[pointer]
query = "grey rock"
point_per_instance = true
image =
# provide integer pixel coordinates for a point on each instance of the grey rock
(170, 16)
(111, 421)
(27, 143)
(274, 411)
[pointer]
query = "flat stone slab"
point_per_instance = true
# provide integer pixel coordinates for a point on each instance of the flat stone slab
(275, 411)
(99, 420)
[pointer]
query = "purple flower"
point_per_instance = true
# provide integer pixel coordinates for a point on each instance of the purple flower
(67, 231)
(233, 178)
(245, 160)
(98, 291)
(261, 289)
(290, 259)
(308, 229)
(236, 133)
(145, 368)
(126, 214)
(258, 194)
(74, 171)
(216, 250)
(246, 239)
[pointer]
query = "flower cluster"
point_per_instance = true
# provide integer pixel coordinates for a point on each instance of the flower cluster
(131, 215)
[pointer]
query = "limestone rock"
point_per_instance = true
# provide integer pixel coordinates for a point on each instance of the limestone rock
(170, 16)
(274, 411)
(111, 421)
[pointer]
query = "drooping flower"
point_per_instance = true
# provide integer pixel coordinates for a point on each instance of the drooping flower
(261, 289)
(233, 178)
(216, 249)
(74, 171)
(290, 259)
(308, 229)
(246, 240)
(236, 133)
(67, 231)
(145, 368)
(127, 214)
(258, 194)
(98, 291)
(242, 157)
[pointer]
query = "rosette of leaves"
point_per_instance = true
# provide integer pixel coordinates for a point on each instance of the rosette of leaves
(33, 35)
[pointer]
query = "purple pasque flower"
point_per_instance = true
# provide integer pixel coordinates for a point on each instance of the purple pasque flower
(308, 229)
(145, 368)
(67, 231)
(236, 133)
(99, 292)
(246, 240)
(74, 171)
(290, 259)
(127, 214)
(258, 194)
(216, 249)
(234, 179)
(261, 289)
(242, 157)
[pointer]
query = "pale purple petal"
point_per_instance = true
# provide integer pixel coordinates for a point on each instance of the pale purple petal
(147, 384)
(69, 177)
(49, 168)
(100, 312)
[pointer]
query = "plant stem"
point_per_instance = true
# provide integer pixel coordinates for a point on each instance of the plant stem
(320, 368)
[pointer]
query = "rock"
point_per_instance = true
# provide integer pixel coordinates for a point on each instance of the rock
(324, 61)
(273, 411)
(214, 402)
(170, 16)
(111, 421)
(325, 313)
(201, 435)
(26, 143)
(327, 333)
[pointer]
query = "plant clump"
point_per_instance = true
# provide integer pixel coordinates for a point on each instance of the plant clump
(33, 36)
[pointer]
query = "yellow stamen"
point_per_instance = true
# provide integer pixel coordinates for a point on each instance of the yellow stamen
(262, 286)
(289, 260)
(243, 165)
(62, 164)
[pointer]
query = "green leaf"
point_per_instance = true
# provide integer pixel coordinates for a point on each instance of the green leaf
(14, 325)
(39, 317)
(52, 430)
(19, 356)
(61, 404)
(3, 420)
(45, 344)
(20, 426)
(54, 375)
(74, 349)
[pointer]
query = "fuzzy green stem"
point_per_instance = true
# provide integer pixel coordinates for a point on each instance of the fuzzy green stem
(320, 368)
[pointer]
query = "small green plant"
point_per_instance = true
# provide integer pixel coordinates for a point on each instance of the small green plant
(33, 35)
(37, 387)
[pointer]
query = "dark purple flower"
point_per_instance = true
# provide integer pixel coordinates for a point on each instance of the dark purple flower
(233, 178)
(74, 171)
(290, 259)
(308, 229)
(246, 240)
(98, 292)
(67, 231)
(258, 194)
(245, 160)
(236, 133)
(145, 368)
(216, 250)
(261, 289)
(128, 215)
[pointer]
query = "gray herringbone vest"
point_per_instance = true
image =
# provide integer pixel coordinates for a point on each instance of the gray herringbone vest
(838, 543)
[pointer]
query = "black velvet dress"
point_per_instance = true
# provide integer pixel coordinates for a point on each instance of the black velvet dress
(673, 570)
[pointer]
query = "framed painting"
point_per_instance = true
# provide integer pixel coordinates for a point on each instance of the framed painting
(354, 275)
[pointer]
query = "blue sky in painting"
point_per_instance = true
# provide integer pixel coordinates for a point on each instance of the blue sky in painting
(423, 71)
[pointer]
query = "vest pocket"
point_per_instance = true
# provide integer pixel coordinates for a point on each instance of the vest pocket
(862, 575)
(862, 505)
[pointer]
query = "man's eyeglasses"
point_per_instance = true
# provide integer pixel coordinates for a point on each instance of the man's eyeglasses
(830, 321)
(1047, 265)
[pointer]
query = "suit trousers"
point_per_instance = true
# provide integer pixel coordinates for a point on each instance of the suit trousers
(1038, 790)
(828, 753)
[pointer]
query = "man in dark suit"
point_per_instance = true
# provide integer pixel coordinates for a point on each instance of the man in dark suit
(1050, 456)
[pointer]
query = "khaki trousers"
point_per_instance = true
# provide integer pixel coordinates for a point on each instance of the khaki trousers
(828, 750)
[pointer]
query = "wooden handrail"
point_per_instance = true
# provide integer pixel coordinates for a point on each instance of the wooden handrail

_EXERCISE DESCRIPTION_
Using the records above, select and copy every line that has the word "handrail".

_TASK RESULT_
query = "wooden handrail"
# provide integer pixel coordinates for a point on each instance of the wooden handrail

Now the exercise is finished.